Exercise goal:
Please copy the passage on gene repositioning in cancer word for word, from "Statistical significance between the incidence" to "copy number variation.".

===== Passage to read =====

Statistical significance between the incidence of repositioning and changes to copy number were determined by Yates correlated χ2 analysis, where a P value < 0.05 was considered significant. The null hypothesis being tested was that a gene repositioned in cancer due only to genomic instability. Data were used from all 20 genes. For this analysis, a gene was considered to reposition in a cancer tissue if the majority of cross-comparisons between the individual cancer tissue and the individual normal tissues were significantly different (P < 0.01). A gain in copy number for a gene was assumed if >20% of nuclei in a tissue had three or more signals; a loss of copy number for a gene was recorded if ≥40% of nuclei in the tissue had only one allele detected. Using these cut-off values, normal tissues were never classified as having a copy number variation.
To probe for an effect of gene density on repositioning probability, the number of genes 1 MB on either side a gene were calculated using data from http://www.ncbi.nlm.nih.gov/mapview/map_search.cgi?taxid=9606. The statistical significance between the local gene densities for genes that have a propensity to reposition in cancer tissues compared with normal (HES5, HSP90AA1, TGFB3, MYC, ERBB2, FOSL2, CSF1R, and AKT1) and those loci that do not (VEGFA, CCND1, HES1, PTGS2, MMP1/3/12, ZNF217, BCL2, HEY1, BRAC1, PTEN, TLE1, and TJP1) was assessed using a two-tailed Student’s t test in Excel (Microsoft).
Online supplemental material
Fig. S1 shows the determination of appropriate sample size and of the minimal fraction of cancer cells required for analysis. Fig. S2 contains additional data showing loci-specific reorganization of the genome in breast cancer. Fig. S3 shows standardized pooled normal distributions, with individual normal and cancer specimens for comparison. Table S1 provides additional information about the candidate genes. Table S2 demonstrates that repositioning events are not due to numerical changes. Table S3 provides false negative rates based on combinations of three genes.
We are grateful to the AIDS and Cancer Specimen Resource (ACSR) for providing tissue sections and to Delft University (Netherlands) for providing the DIPimage. We thank Tatiana Karpova and Ty Voss for help with microscopy. Fluorescence imaging was performed at the National Cancer Institute Fluorescence Imaging Facility.
This work was supported by the Intramural Research Program of the National Institutes of Health, National Cancer Institute, Center for Cancer Research, and with federal funds from the National Cancer Institute, National Institutes of Health, under Contract HHSN261200800001E. K.J. Meaburn was supported by an Idea Award from the Department of Defense (BC073689).

===== Extracted information =====

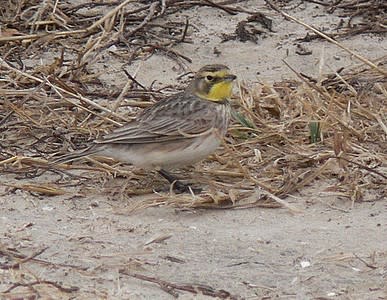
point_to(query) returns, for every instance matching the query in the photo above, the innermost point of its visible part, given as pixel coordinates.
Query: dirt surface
(90, 245)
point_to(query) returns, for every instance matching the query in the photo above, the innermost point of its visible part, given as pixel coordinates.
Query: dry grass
(285, 136)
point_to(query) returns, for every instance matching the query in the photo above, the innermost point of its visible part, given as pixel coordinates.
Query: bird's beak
(230, 77)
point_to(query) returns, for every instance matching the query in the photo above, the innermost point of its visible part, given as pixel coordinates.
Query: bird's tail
(76, 155)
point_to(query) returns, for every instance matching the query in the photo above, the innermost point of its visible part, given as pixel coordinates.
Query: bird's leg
(178, 185)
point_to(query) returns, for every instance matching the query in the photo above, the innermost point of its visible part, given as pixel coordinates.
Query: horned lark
(176, 131)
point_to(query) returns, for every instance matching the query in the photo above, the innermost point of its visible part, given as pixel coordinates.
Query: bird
(176, 131)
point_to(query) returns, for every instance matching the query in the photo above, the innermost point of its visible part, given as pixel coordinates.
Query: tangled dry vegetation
(284, 136)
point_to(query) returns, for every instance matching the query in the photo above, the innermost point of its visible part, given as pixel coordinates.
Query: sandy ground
(333, 249)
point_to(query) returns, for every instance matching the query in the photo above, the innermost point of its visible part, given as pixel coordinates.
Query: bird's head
(213, 82)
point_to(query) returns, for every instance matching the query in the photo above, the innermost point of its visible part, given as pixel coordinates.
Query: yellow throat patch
(219, 91)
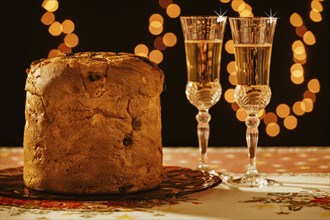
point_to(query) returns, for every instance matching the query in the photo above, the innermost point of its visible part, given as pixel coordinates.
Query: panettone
(93, 124)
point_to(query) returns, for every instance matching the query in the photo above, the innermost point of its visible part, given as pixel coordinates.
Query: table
(304, 194)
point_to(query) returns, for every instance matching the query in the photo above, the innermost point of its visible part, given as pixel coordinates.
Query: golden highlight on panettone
(93, 123)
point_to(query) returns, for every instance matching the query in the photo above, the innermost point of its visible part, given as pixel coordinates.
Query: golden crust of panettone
(93, 123)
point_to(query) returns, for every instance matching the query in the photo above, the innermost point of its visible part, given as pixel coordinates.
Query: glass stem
(252, 134)
(203, 132)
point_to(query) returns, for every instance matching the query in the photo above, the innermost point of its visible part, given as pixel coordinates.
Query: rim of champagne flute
(201, 16)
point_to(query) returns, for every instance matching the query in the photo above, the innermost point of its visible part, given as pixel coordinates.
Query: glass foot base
(206, 168)
(254, 181)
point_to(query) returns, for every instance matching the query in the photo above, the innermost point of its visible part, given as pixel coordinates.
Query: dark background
(107, 25)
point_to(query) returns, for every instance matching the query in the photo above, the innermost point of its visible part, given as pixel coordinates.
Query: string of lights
(285, 115)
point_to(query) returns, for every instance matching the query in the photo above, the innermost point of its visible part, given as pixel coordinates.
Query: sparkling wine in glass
(253, 40)
(203, 37)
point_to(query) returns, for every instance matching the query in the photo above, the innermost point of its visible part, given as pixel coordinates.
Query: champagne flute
(203, 36)
(253, 40)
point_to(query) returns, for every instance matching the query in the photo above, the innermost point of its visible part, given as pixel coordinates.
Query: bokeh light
(141, 50)
(173, 10)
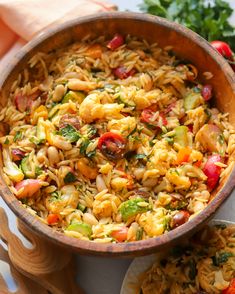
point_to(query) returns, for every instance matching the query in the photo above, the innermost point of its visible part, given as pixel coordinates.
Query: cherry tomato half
(112, 145)
(147, 116)
(230, 289)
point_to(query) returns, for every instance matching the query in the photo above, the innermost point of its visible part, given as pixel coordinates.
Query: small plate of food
(205, 263)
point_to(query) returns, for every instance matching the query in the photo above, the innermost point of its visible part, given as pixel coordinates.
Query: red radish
(207, 92)
(121, 72)
(17, 154)
(120, 235)
(30, 187)
(116, 42)
(223, 48)
(212, 171)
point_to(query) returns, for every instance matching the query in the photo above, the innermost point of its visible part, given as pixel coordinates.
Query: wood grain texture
(42, 267)
(186, 45)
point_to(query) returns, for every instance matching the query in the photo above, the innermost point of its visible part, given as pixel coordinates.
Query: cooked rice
(97, 194)
(205, 265)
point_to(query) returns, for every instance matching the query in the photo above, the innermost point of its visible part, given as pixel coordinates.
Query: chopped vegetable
(231, 288)
(17, 154)
(27, 188)
(149, 117)
(183, 155)
(207, 92)
(75, 96)
(10, 168)
(212, 171)
(223, 48)
(180, 218)
(69, 178)
(209, 136)
(210, 19)
(53, 219)
(192, 100)
(26, 168)
(122, 73)
(112, 145)
(70, 133)
(120, 235)
(116, 42)
(132, 207)
(41, 132)
(18, 136)
(181, 136)
(81, 228)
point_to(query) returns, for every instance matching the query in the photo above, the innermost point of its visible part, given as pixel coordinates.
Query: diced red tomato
(147, 116)
(116, 42)
(30, 187)
(207, 92)
(17, 154)
(112, 145)
(212, 171)
(53, 218)
(122, 73)
(230, 289)
(120, 235)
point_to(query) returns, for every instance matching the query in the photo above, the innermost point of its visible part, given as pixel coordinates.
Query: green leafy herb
(18, 136)
(207, 18)
(221, 258)
(139, 234)
(6, 142)
(69, 178)
(38, 171)
(70, 133)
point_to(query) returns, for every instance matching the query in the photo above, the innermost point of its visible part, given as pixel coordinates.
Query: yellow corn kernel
(41, 111)
(86, 170)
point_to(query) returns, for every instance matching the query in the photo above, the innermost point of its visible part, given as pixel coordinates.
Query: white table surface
(102, 275)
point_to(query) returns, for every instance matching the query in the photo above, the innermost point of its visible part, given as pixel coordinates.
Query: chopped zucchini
(192, 100)
(181, 136)
(132, 207)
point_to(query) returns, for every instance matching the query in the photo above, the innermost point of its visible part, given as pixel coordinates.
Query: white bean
(58, 93)
(90, 219)
(53, 155)
(100, 184)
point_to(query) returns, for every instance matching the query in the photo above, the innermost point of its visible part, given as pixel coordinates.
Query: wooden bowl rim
(132, 248)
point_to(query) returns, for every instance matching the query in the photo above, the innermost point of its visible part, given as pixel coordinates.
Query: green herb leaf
(69, 178)
(207, 18)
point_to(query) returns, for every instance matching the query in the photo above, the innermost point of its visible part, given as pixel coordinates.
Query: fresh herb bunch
(208, 18)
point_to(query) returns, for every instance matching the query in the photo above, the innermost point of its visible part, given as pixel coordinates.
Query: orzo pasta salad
(205, 266)
(113, 140)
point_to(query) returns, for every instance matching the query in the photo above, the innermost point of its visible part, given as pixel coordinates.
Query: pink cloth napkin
(21, 20)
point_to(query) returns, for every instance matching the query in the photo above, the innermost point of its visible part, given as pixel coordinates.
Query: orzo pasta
(205, 265)
(113, 141)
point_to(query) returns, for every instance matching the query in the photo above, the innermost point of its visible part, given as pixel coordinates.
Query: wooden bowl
(186, 45)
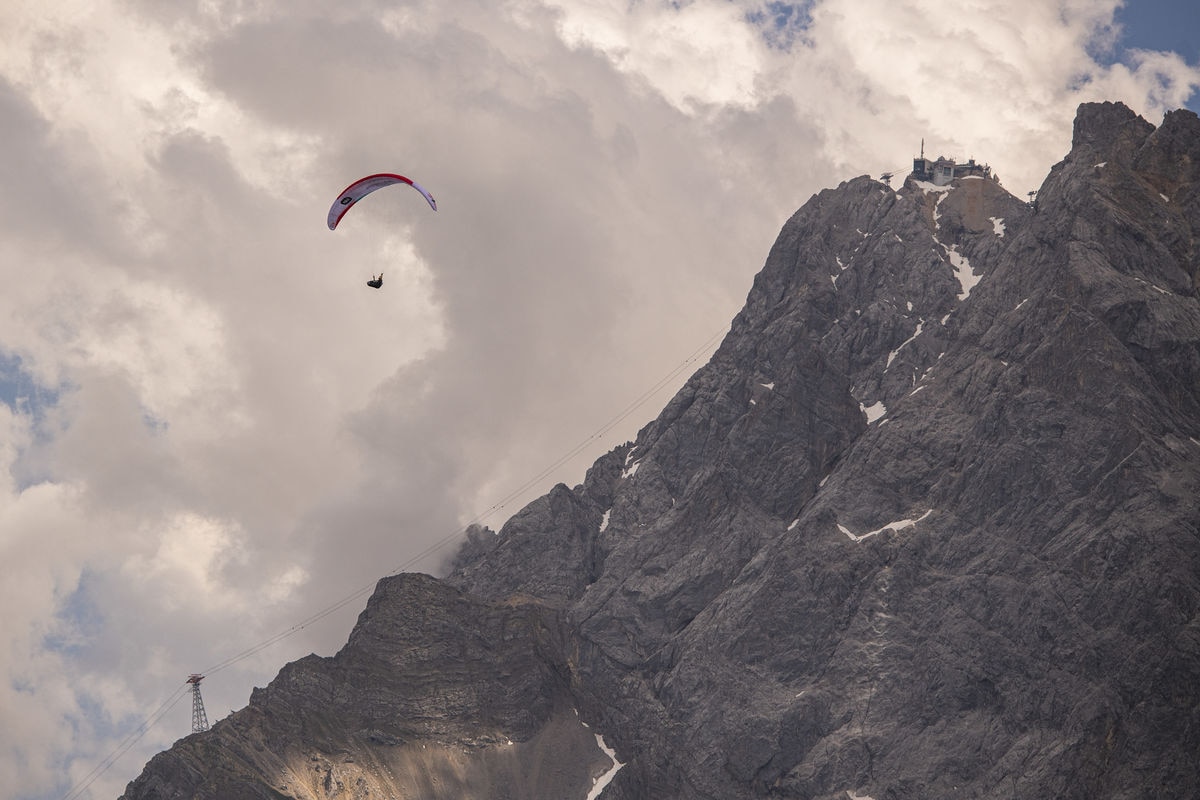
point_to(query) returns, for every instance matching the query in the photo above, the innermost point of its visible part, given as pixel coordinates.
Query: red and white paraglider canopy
(364, 186)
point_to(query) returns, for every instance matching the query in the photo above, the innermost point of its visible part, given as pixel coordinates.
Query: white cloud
(217, 431)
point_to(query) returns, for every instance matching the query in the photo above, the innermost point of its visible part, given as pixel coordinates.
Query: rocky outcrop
(927, 525)
(436, 695)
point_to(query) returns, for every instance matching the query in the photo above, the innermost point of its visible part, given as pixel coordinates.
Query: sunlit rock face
(927, 525)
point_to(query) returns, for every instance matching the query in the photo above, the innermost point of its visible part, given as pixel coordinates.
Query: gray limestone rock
(927, 525)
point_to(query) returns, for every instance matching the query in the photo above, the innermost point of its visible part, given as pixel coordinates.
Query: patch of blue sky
(21, 391)
(781, 23)
(1162, 26)
(78, 619)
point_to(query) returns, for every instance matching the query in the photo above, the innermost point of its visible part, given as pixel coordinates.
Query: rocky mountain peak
(925, 525)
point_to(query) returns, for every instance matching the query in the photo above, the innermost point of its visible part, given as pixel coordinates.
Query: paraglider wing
(364, 186)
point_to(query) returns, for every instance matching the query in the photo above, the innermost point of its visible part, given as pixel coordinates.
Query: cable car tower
(199, 719)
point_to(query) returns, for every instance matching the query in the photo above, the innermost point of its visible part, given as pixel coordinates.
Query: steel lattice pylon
(199, 719)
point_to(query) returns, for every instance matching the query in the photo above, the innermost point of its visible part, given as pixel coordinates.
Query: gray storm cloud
(211, 431)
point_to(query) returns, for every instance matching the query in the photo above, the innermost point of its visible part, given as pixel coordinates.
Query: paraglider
(364, 186)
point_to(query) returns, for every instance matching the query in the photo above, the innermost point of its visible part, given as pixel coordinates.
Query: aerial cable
(126, 744)
(641, 400)
(172, 701)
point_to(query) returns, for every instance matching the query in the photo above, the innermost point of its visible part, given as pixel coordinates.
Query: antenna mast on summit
(199, 719)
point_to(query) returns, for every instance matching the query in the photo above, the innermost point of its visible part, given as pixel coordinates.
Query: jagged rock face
(436, 696)
(927, 525)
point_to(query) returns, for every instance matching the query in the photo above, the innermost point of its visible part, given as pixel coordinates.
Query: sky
(215, 438)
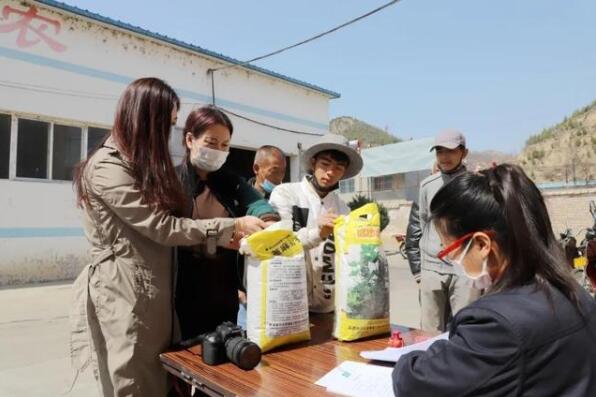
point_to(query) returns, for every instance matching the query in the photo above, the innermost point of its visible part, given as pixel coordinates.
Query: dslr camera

=====

Exercise result:
Statistical significance between the incidence of repositioning and changes to copy number were determined by Yates correlated χ2 analysis, where a P value < 0.05 was considered significant. The null hypothesis being tested was that a gene repositioned in cancer due only to genomic instability. Data were used from all 20 genes. For this analysis, a gene was considered to reposition in a cancer tissue if the majority of cross-comparisons between the individual cancer tissue and the individual normal tissues were significantly different (P < 0.01). A gain in copy number for a gene was assumed if >20% of nuclei in a tissue had three or more signals; a loss of copy number for a gene was recorded if ≥40% of nuclei in the tissue had only one allele detected. Using these cut-off values, normal tissues were never classified as having a copy number variation.